■ AIM OF THE TASK
Leaving the pictures aside, restate all of the data exactly.

□ □ □ □ □ □ □

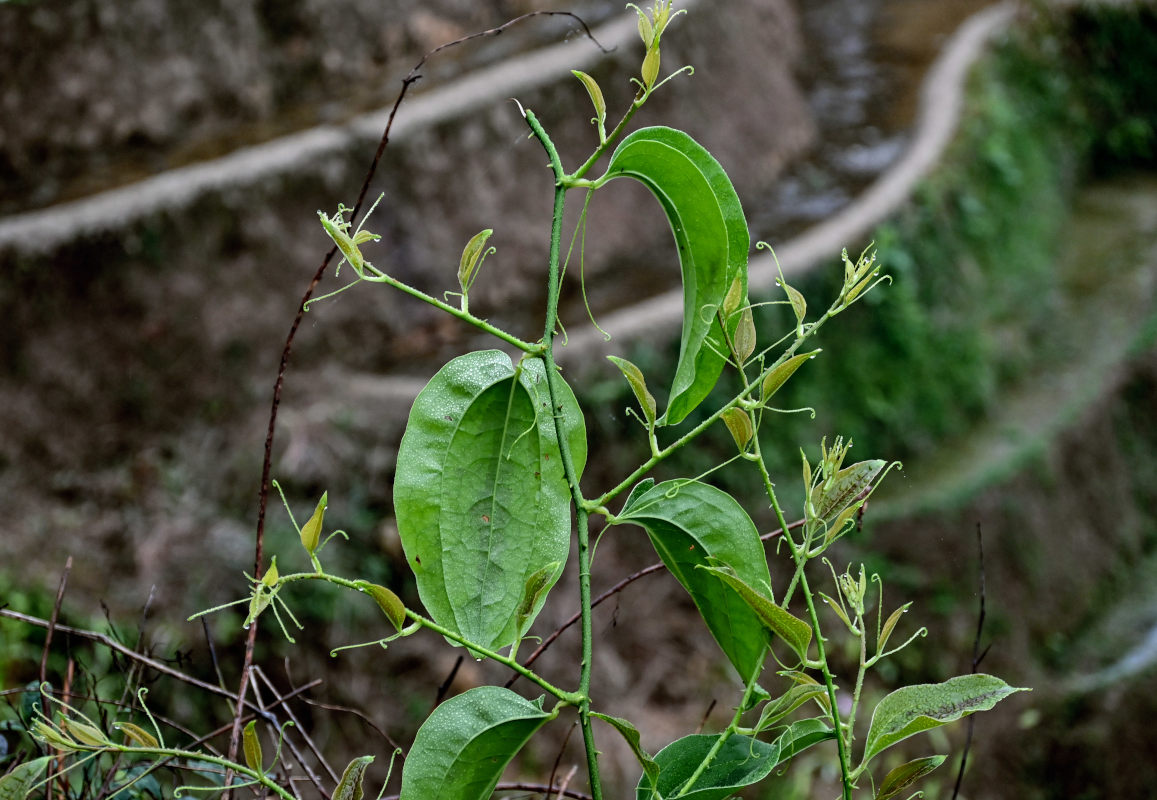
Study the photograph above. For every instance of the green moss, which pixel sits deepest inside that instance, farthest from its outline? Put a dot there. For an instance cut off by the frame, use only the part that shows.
(974, 293)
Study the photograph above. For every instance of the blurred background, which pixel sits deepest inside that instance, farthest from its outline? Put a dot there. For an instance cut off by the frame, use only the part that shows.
(161, 164)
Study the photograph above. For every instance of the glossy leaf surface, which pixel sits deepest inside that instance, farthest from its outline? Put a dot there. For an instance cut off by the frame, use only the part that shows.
(710, 234)
(480, 494)
(631, 734)
(463, 747)
(905, 775)
(911, 710)
(693, 525)
(19, 783)
(780, 622)
(741, 762)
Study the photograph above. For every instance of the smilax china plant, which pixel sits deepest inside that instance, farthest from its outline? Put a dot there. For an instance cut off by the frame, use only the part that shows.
(488, 497)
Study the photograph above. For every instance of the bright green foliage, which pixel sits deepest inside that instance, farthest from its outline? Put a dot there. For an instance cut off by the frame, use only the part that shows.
(349, 787)
(741, 762)
(311, 531)
(692, 526)
(480, 496)
(906, 775)
(634, 376)
(251, 747)
(780, 622)
(633, 738)
(488, 492)
(19, 783)
(710, 234)
(912, 710)
(463, 747)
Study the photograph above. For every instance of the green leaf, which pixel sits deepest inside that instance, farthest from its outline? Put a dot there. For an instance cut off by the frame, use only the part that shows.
(738, 423)
(905, 775)
(311, 531)
(798, 305)
(649, 71)
(631, 734)
(691, 523)
(532, 593)
(17, 784)
(745, 336)
(741, 762)
(789, 628)
(912, 710)
(780, 375)
(472, 256)
(788, 702)
(138, 735)
(639, 490)
(349, 787)
(832, 497)
(480, 494)
(596, 95)
(390, 603)
(634, 376)
(251, 746)
(463, 747)
(710, 234)
(890, 625)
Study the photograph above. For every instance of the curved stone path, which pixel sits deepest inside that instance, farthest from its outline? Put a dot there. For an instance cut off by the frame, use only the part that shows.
(942, 97)
(941, 102)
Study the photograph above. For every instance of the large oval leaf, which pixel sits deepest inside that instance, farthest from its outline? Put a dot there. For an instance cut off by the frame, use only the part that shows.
(911, 710)
(463, 747)
(741, 762)
(481, 499)
(693, 525)
(710, 234)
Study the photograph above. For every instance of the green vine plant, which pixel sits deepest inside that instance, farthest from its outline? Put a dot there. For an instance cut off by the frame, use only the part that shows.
(488, 498)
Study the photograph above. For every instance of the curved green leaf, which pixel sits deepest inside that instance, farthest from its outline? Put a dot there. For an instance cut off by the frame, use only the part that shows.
(841, 491)
(905, 775)
(351, 787)
(710, 234)
(741, 762)
(789, 628)
(631, 734)
(634, 376)
(693, 525)
(480, 494)
(911, 710)
(17, 784)
(463, 747)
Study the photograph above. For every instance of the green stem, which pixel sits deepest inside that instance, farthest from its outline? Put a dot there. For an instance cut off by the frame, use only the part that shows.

□ □ □ □ □ □ □

■ ANSWER SECTION
Study the photograph above. For every instance of the green moss, which pixel sits deepest inside that instance, farthest from its outline? Put a dot there. For an instance cut off by the frame, use only the part that shows.
(974, 293)
Study the photograph above. For every instance of the blurred background, which pixel sits deepest inside that instance, farthest from its outline? Put a dot there. For an instance cut off by the frame, use only the part that shows.
(161, 164)
Study the photograph above. For every instance of the glossy leaf surface, which pixel sits deepest inside that instance, farthest from its outline? Put a dot there. For an instance cut off by the frame, use only the part that shows.
(710, 234)
(480, 494)
(631, 734)
(463, 747)
(905, 775)
(911, 710)
(693, 525)
(19, 783)
(780, 622)
(741, 762)
Study the photograph above. For every instance of the smilax china plant, which pixel sits deepest inside that instance, farthest from its outline? Put a dot there. For an instance cut off by the frame, use only the part that shows.
(488, 497)
Study the photograph above. For every instance of the bright green foliage, which pixel sits deepest inside that instance, farthest from its outline? Put a dot there. For an instance cut off by the frame, use only the part that shows.
(349, 787)
(741, 762)
(311, 531)
(692, 526)
(480, 496)
(906, 775)
(634, 376)
(251, 747)
(780, 622)
(633, 738)
(488, 492)
(19, 783)
(710, 234)
(912, 710)
(463, 747)
Study the photograph above. For every instance of the green leaf, which pixel sits deepest inside that instance, farthest from its outline? Put a dot there. For an instance cut off by the frame, use only the part that shows.
(738, 423)
(905, 775)
(311, 531)
(798, 305)
(649, 71)
(631, 734)
(691, 523)
(532, 593)
(17, 784)
(745, 336)
(741, 762)
(789, 628)
(912, 710)
(780, 375)
(472, 256)
(788, 702)
(138, 735)
(639, 490)
(349, 787)
(832, 497)
(480, 494)
(596, 95)
(390, 603)
(634, 376)
(251, 746)
(463, 747)
(710, 234)
(890, 625)
Study the photograph above. For every instance of the curved stone path, which pixel sits deepest inside that instance, farthest from its outline? Put a dot there. For an instance cut off by the frame, use only the part that shows.
(942, 97)
(941, 102)
Study the photograph above. For every instance of the large oval leaf, which pixel sits deepest inside that instance, farthest from its outline? Put a dot there. For an instance cut off by the frame, use only the part that shows.
(911, 710)
(463, 747)
(741, 762)
(481, 499)
(693, 525)
(710, 234)
Study the photograph above. For every instance of the green vine plant, which pixel sits deepest inside that instance, farthest from its outline? Put a dot there. For an instance cut off by the frame, use only the part that shows.
(488, 498)
Study the photograph above. For every instance of the curved green leaf, which pixel sits deepest inside that instance, farthest from its outline? Put a dot there. For an instance cut off by the frame, use only the part that shows.
(841, 491)
(905, 775)
(351, 787)
(710, 234)
(741, 762)
(789, 628)
(631, 734)
(634, 376)
(693, 525)
(480, 494)
(911, 710)
(17, 784)
(463, 747)
Study the photograph above. For every instance of the green stem, which pixel sits deepest inside that instance, farthest from its outline? Put a dot there. For an instance cut off by the frame, use only the part that shows.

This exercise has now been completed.